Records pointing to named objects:
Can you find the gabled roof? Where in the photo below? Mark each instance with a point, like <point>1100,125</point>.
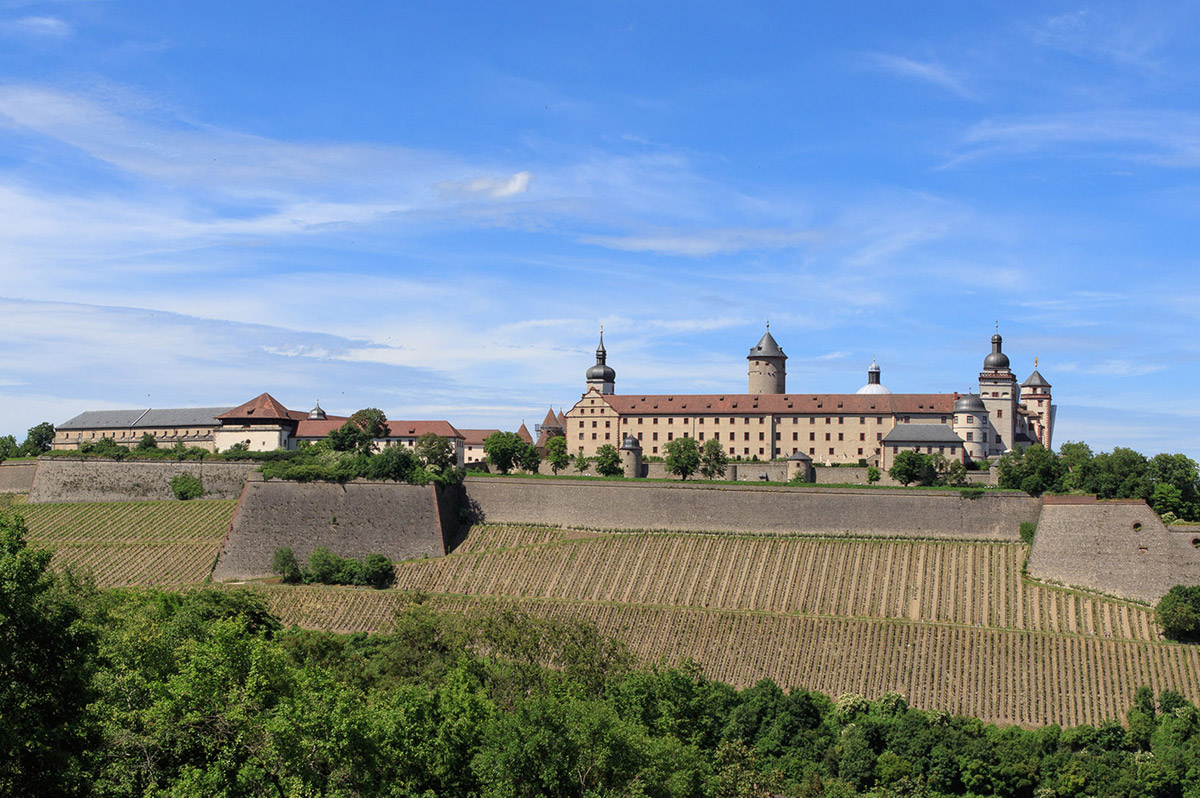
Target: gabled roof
<point>780,403</point>
<point>927,433</point>
<point>263,407</point>
<point>477,437</point>
<point>145,418</point>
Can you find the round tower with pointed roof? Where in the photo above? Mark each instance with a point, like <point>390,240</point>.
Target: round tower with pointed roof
<point>601,376</point>
<point>768,366</point>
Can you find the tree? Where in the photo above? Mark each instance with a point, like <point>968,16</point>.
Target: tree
<point>286,565</point>
<point>713,460</point>
<point>683,457</point>
<point>9,448</point>
<point>909,467</point>
<point>360,431</point>
<point>556,454</point>
<point>37,439</point>
<point>609,461</point>
<point>436,453</point>
<point>1179,613</point>
<point>46,664</point>
<point>504,450</point>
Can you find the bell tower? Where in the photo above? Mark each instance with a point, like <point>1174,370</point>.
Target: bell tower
<point>768,366</point>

_Do this:_ Format every line of the material above as a Markdown table with the columns No. and Line, numbering the rows and skipping blank lines. Leave the pictures out of the table.

_Response:_
| No. | Line |
|---|---|
| 1 | Can you find the gabled roof? Where in the photo below? Mark each instance with a point, like <point>1100,125</point>. |
| 2 | Target: gabled roof |
| 3 | <point>780,403</point> |
| 4 | <point>927,433</point> |
| 5 | <point>263,407</point> |
| 6 | <point>477,437</point> |
| 7 | <point>145,418</point> |
| 8 | Can you find the round tower with pointed roof? Where in the photo above? Mark each instance with a point, like <point>390,240</point>. |
| 9 | Target: round tower with pointed roof |
| 10 | <point>601,376</point> |
| 11 | <point>768,366</point> |
| 12 | Can you find the tree? Where in the photo above? Mark each instance with a point, like <point>968,16</point>. |
| 13 | Target: tree |
| 14 | <point>286,565</point> |
| 15 | <point>713,460</point> |
| 16 | <point>683,457</point> |
| 17 | <point>9,448</point> |
| 18 | <point>909,467</point> |
| 19 | <point>360,431</point> |
| 20 | <point>556,454</point> |
| 21 | <point>37,439</point> |
| 22 | <point>609,461</point> |
| 23 | <point>436,453</point> |
| 24 | <point>1179,613</point> |
| 25 | <point>46,664</point> |
| 26 | <point>504,450</point> |
| 27 | Can you find the bell tower? Where in the photo above? Mark each instance with a point, like <point>1174,370</point>. |
| 28 | Target: bell tower |
| 29 | <point>768,366</point> |